Requirement
Take the data and return it in full. Change nothing.

Recorded data

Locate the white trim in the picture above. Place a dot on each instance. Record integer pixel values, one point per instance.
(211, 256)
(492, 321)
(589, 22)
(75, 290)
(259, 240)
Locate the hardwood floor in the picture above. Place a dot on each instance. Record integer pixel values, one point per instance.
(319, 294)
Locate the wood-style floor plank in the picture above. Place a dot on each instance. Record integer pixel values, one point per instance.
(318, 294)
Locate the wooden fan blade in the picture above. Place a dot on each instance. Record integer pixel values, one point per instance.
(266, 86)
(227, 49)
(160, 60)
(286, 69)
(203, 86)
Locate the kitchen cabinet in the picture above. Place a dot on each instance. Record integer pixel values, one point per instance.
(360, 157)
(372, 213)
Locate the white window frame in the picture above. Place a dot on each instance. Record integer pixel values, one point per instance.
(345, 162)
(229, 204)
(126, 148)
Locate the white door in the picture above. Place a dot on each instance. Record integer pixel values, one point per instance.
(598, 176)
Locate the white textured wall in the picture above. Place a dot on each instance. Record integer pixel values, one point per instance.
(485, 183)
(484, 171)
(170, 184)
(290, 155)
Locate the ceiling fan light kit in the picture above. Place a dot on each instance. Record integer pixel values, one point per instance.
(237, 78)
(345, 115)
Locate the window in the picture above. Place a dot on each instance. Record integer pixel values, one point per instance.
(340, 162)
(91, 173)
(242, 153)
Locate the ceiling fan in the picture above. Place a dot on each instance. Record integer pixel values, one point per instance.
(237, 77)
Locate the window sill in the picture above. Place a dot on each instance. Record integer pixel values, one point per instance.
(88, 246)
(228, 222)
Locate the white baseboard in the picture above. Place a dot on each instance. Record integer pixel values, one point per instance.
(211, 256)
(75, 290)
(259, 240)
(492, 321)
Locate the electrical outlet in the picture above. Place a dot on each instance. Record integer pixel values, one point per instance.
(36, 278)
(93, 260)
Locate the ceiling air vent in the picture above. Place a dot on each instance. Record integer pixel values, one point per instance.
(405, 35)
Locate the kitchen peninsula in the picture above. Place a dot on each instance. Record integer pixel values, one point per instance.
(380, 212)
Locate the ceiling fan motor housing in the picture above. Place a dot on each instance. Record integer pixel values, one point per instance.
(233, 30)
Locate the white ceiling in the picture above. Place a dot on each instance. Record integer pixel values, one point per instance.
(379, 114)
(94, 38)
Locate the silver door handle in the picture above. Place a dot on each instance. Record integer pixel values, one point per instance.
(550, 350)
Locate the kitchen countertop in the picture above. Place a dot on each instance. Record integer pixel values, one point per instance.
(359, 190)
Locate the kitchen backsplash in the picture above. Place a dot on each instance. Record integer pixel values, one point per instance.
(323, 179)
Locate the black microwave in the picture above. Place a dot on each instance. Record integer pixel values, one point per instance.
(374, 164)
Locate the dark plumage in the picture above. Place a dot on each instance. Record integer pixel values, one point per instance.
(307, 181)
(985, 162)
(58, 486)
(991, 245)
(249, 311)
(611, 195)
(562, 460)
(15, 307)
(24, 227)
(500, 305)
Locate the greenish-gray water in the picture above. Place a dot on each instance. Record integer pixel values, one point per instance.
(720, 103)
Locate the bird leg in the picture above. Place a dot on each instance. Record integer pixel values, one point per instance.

Exercise response
Locate the white trim in the picture above. Place a dot on each instance. Record integer pixel values, one point per instance.
(211, 256)
(492, 321)
(589, 22)
(75, 290)
(259, 240)
Locate the hardwood floor in the picture above. Place a dot on each instance. Record integer pixel values, one point per instance.
(319, 294)
Locate the wood-style floor plank in the picture above. Place a dot on each instance. Record integer pixel values, one point per instance.
(318, 294)
Locate the wooden fan blade in the picture above. Place a dot on each instance. Record integer pixel values, one point per instance.
(266, 86)
(227, 49)
(160, 60)
(286, 69)
(203, 86)
Locate the kitchen cabinet in the picture above. Place a dot on each instance. Record integer pixel values, one point per instance.
(360, 157)
(372, 213)
Locate the white window frame in the picture above. Place a dot on each instance. Record integer pixel values, one point per instance.
(345, 162)
(229, 204)
(126, 148)
Locate the white door in the picture above. Place a dot on each instance. Record integer pixel values, one point per instance.
(598, 176)
Locate the white textured wall in the picture above. Place a dot on each instance. Record integer pixel values, one point per instance.
(485, 183)
(484, 171)
(170, 184)
(290, 155)
Locate the ceiling fan light kit in the picture above. Place a dot on each instance. Record integer pixel values, one point per instance.
(237, 78)
(345, 115)
Locate the window in the picture above. Place a dot on each instance. Record integer pixel values, one point per instance.
(340, 162)
(91, 173)
(242, 153)
Locate the ceiling fan in the picture above. Place a dot on each instance. Record integer pixel values, one point per instance.
(237, 77)
Locate the window sill in the picture above. Place a dot on each instance. Record integer pixel values, one point per instance.
(88, 246)
(228, 222)
Locate the white baseboard in the picture above. Place a dot on each instance. Record integer pixel values, one point per instance.
(211, 256)
(75, 290)
(259, 240)
(492, 321)
Locate the electrical outlet in the picture above. Place a dot on each instance. Record integer pixel values, one point per instance.
(36, 278)
(93, 260)
Locate the ceiling air vent in the picture above. Place a dot on each instance. Record integer pixel values, one point per instance.
(405, 35)
Locate the kitchen peninsula in the picture above. Place a dot on each instance. Record integer pixel values, one point per instance.
(380, 212)
Locate the ceiling fan motor housing in the picture above. Place a dot on each instance. Record integer pixel values, one point per instance.
(233, 30)
Locate the white ceiling in the picture above. Place a dot on each instance. Record integer pixel values, one point per instance.
(379, 114)
(94, 38)
Locate the silver door handle in the picture above. Place a dot on each instance. Record integer pixel values, one point per instance.
(550, 350)
Locate the kitchen countertop in the picture above. Place a dot on each instance. Record integer pixel values, one point per instance.
(359, 190)
Locate the kitchen backsplash in the picture above. Place a dot on each instance. Record integer pixel values, one point per instance.
(323, 179)
Locate the black microwave in the picture above. Place a dot on each instance. Record integer pixel values, one point per instance.
(374, 164)
Locate the dark plumage in the picture above. Place a dot on each instance. Record integer pixel values, one point per instance.
(307, 181)
(985, 162)
(58, 486)
(991, 245)
(249, 311)
(611, 195)
(562, 460)
(15, 307)
(24, 227)
(500, 305)
Locate the greenish-gray water in the picture above. Place a dot on each instance. Record integer pixel values, one point per instance.
(720, 103)
Locate the bird leg in the picture above. Place a dot on each instance. Record integer pixel values, one point per instance.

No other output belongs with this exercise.